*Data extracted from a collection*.
— Begin —
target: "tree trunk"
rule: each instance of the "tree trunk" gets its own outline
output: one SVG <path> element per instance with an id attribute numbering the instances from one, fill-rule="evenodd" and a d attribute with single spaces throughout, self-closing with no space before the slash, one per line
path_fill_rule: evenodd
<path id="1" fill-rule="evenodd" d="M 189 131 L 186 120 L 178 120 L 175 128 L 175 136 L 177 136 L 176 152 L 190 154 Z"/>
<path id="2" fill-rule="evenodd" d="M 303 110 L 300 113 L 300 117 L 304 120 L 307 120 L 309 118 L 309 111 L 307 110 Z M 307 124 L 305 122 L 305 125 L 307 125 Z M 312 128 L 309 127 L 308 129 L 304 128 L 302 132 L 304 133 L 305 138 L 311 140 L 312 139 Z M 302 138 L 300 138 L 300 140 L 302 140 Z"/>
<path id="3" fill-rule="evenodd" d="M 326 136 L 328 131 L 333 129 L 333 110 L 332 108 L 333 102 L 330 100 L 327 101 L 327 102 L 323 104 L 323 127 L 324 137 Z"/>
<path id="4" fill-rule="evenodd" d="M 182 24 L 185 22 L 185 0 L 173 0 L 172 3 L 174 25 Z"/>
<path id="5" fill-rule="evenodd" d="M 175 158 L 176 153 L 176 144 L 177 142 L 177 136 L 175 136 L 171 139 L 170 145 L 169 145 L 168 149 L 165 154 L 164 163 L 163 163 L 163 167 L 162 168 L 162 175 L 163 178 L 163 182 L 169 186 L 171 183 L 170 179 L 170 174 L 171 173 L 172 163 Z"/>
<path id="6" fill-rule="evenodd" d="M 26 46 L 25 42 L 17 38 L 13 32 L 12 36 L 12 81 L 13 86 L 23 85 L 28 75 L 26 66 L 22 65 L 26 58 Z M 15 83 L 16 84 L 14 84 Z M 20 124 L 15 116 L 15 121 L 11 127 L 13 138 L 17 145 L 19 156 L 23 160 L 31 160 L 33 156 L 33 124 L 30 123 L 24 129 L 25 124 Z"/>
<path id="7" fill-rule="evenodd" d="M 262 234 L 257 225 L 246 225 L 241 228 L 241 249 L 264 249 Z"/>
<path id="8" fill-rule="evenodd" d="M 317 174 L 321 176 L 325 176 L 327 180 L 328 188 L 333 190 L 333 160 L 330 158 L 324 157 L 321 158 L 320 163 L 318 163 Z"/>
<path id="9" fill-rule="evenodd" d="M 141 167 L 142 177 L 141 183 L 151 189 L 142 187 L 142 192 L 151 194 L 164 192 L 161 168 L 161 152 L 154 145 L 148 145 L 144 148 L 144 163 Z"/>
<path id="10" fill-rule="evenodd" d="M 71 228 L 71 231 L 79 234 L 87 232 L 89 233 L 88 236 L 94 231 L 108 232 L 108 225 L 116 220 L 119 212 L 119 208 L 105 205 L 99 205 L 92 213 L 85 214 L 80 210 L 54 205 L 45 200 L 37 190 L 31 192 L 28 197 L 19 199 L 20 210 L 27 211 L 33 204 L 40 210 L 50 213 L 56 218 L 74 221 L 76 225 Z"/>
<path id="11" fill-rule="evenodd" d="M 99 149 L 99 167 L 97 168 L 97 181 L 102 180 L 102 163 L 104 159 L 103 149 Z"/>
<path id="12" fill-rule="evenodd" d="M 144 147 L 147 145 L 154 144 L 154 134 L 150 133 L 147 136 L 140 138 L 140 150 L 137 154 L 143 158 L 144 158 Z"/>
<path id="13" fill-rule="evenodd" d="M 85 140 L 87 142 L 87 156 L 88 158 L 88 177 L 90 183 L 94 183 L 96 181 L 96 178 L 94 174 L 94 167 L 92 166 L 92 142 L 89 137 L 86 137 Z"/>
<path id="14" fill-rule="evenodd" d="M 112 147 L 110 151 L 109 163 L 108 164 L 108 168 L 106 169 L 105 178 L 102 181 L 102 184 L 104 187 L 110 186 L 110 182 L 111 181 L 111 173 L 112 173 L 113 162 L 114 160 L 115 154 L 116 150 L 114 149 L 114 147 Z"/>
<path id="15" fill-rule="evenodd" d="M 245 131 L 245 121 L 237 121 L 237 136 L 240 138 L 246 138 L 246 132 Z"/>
— End —
*WHAT YOU HAVE TO DO*.
Would you output, unchanged, every line of the items above from the first one through the line that contains "189 131 L 186", with that line included?

*COMPLETED EXERCISE*.
target: "tree trunk"
rule: each instance of the "tree trunk" gets its own outline
output: one SVG <path> element per instance with an id attribute numbering the instances from one, fill-rule="evenodd" and a d attribute with single spaces throughout, self-closing with no space before the slash, one per line
path_fill_rule: evenodd
<path id="1" fill-rule="evenodd" d="M 189 131 L 186 120 L 178 120 L 175 128 L 175 136 L 177 136 L 176 152 L 190 154 Z"/>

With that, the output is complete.